■ Instructions to follow: Take the entries that follow and write each one out exactly.

■ Input:

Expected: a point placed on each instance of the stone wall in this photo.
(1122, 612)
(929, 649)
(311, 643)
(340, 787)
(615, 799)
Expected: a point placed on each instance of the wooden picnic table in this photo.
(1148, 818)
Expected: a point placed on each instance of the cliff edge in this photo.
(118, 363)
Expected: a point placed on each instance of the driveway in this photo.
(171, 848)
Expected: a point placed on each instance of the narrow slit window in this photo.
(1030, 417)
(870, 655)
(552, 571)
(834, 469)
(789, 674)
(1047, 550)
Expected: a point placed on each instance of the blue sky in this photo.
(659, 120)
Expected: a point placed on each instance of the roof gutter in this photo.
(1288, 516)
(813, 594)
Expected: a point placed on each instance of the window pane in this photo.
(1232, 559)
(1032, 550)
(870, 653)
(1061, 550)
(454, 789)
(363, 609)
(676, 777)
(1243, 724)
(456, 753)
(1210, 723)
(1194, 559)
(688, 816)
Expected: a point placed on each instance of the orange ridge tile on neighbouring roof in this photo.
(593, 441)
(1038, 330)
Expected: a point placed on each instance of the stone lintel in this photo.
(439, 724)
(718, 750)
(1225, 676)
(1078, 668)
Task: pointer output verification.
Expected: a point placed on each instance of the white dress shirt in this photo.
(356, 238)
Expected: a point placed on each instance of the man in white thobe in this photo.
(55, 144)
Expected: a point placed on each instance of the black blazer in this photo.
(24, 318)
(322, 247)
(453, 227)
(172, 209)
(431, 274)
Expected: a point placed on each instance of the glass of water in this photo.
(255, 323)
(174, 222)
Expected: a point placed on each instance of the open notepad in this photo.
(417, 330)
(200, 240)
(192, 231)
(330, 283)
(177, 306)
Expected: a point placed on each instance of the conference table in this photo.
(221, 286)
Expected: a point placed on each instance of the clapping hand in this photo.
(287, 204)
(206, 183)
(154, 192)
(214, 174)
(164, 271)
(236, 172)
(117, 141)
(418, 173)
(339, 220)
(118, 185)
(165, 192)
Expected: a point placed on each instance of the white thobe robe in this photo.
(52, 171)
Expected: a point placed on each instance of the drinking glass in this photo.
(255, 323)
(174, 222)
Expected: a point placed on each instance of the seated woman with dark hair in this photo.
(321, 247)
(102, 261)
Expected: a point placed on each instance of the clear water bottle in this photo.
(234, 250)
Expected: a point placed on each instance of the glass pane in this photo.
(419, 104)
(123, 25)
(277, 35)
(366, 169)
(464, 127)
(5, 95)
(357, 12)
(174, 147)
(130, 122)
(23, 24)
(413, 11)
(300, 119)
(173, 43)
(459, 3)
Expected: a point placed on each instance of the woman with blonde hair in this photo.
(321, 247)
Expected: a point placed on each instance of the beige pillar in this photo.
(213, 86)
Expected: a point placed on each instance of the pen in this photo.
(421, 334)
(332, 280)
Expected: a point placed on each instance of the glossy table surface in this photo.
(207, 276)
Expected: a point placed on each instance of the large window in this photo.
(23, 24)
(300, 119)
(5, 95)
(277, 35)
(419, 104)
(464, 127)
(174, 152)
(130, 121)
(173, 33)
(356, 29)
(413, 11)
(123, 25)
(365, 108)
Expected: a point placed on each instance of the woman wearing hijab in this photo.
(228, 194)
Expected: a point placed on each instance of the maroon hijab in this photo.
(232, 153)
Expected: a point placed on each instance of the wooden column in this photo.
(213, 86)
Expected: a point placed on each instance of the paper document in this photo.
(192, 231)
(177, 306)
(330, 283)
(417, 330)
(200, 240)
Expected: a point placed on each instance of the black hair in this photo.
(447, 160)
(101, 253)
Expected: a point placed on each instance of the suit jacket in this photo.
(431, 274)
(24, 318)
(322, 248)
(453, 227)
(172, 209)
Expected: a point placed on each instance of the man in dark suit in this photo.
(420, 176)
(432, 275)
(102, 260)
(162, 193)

■ Solution:
Expected: a point placed on each instance of the stone wall in this photo.
(1122, 612)
(929, 649)
(311, 643)
(340, 787)
(615, 799)
Expected: a point placed on each instance of the wooden picnic table in this photo.
(1148, 818)
Expected: a point placed on each instance of the cliff edge in this photo.
(118, 363)
Expected: a point placed on each instance of the driveway in this photo.
(171, 848)
Expected: a point placed on each instance of the narrow slit window in this photo.
(1030, 417)
(870, 655)
(552, 571)
(834, 469)
(789, 674)
(1047, 550)
Expected: a point placed on each instance of the blue sky in this photo.
(659, 120)
Expected: a point placed on each instance of the roof gutter in this photo.
(1288, 516)
(813, 594)
Expected: a point placed on each instance of the window pane in this photo.
(1232, 559)
(1032, 550)
(870, 653)
(1061, 550)
(454, 789)
(363, 609)
(676, 777)
(1243, 724)
(456, 753)
(1210, 723)
(1194, 559)
(688, 816)
Expected: a point placed on each instance of the orange ridge tile on neighbouring roof in this photo.
(593, 441)
(1038, 330)
Expected: a point placed on each instance of the stone lintel in this photo.
(439, 724)
(718, 750)
(1225, 676)
(1078, 668)
Task: pointer output verification.
Expected: a point placed on each instance of the white dress shirt in this photo.
(356, 238)
Expected: a point placed on each instance of the man in white thobe in this photo.
(55, 144)
Expected: a point placed on each instance of the black blazer in this photo.
(24, 318)
(322, 247)
(453, 227)
(172, 209)
(431, 274)
Expected: a point placed on each instance of the glass of water in this photo.
(255, 323)
(174, 222)
Expected: a point placed on each instance of the open notepad in this photo.
(417, 330)
(200, 240)
(192, 231)
(330, 283)
(177, 306)
Expected: a point placed on each instance of the conference table in this photo.
(221, 286)
Expected: a point placed on each instance of the clapping hand in this photo.
(287, 204)
(206, 183)
(154, 192)
(214, 174)
(164, 271)
(236, 172)
(117, 141)
(418, 173)
(339, 220)
(118, 185)
(165, 192)
Expected: a point placed on each instance of the white thobe robe in this photo.
(52, 171)
Expected: a point placed on each instance of the drinking glass in this photo.
(255, 323)
(174, 222)
Expected: a point placed on each instance of the seated woman with dark hair in this photo.
(321, 247)
(102, 261)
Expected: a point placed on each instance of the clear water bottle in this photo.
(234, 250)
Expected: a point placed on each instance of the glass pane in this photo.
(419, 104)
(123, 25)
(277, 35)
(366, 169)
(464, 127)
(5, 95)
(357, 12)
(174, 147)
(130, 122)
(23, 24)
(413, 11)
(300, 119)
(173, 43)
(459, 3)
Expected: a point placed on each instance of the woman with blonde hair in this photo.
(321, 247)
Expected: a point placed on each instance of the beige pillar in this photo.
(213, 86)
Expected: a point placed on each instance of the pen in this photo.
(421, 334)
(332, 280)
Expected: a point placed on each instance of the glossy table surface in this photo.
(207, 276)
Expected: a point placed on each instance of the large window in this photo.
(23, 24)
(300, 119)
(5, 95)
(277, 35)
(419, 104)
(464, 127)
(174, 152)
(130, 121)
(173, 33)
(356, 29)
(413, 11)
(123, 25)
(365, 108)
Expected: a point placed on each instance of the woman wearing hijab in this photo.
(228, 194)
Expected: a point placed on each instance of the maroon hijab in this photo.
(232, 153)
Expected: a point placed on each instance of the wooden column in this photo.
(213, 86)
Expected: a point placed on each instance of the paper document in this photo.
(192, 231)
(177, 306)
(330, 283)
(417, 330)
(200, 240)
Expected: a point placed on each instance of the black hair in this photo.
(447, 160)
(101, 253)
Expected: a point placed on each instance of the suit jacket in this photo.
(431, 274)
(24, 318)
(322, 248)
(453, 227)
(172, 209)
Expected: a point placed on each instance of the man in dark suit in this photo.
(420, 176)
(432, 275)
(102, 260)
(162, 193)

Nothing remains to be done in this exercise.